Task statement
Go to the line containing "Query: golden fur" in the records below and print it and every following line exactly, on through the line containing "Where can the woman's arm", then stop.

Records provided

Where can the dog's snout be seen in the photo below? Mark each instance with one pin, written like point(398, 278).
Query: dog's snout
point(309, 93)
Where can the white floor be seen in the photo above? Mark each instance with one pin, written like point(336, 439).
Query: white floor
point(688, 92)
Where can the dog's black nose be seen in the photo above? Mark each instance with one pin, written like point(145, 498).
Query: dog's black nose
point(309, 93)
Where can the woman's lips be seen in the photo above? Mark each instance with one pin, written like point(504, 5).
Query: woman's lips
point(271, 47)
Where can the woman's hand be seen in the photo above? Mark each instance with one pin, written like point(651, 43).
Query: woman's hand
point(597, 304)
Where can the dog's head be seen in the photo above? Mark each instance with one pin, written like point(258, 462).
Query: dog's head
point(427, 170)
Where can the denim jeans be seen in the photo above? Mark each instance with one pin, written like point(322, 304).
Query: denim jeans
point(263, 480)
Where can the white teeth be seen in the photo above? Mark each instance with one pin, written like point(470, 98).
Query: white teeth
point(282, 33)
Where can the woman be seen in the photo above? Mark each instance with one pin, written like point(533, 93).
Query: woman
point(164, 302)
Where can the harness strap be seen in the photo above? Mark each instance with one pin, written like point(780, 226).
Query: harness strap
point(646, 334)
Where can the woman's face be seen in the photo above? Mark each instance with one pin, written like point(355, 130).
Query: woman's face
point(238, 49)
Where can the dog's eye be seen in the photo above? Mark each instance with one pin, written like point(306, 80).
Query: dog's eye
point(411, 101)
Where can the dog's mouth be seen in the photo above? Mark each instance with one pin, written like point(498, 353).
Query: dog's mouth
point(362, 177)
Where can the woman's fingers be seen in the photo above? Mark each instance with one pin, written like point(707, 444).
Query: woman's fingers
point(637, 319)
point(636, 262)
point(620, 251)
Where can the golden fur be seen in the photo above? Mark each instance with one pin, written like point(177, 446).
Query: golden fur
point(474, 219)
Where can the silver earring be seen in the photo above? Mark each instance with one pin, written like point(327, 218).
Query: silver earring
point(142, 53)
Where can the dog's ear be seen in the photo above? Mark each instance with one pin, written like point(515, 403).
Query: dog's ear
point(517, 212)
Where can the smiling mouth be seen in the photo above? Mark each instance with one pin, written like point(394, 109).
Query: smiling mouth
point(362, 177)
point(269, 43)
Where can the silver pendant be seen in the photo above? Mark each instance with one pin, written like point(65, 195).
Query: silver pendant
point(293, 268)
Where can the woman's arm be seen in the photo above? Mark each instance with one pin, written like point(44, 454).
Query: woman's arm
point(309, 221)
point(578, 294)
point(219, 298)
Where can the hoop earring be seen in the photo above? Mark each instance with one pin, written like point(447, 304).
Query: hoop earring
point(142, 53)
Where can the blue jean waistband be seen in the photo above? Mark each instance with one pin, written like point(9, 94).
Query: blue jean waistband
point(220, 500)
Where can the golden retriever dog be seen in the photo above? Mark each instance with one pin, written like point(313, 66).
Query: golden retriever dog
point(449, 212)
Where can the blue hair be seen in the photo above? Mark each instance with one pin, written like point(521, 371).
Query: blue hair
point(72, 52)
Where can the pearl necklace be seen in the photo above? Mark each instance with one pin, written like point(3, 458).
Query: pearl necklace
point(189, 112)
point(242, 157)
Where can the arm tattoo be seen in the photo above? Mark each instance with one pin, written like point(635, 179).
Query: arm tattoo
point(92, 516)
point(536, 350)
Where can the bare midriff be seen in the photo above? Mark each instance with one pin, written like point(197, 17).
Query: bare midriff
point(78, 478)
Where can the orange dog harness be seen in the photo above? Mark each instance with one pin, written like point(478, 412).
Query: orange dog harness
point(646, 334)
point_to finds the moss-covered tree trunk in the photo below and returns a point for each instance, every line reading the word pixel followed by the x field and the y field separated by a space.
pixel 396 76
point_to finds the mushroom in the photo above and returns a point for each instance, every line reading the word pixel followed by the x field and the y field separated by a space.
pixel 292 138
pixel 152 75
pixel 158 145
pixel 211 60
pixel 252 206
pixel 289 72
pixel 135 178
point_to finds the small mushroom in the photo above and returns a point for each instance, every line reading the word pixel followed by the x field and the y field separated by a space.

Solved problem
Query: golden fur
point(474, 219)
Where can the silver earring be seen in the photo above? Mark each instance with one pin, written like point(327, 218).
Query: silver earring
point(142, 53)
Where can the dog's ear be seen in the photo above? Mark each instance with one pin, written like point(515, 403).
Query: dog's ear
point(517, 212)
Where can the smiling mouth be seen in the photo above? Mark each instance with one pin, written like point(394, 109).
Query: smiling mouth
point(362, 177)
point(269, 43)
Where can the silver pendant be seen in the photo above? Mark each instance with one pin, written like point(65, 195).
Query: silver pendant
point(293, 268)
Where can the woman's arm be seen in the photo above? Mark each instance with one pin, written like point(44, 454).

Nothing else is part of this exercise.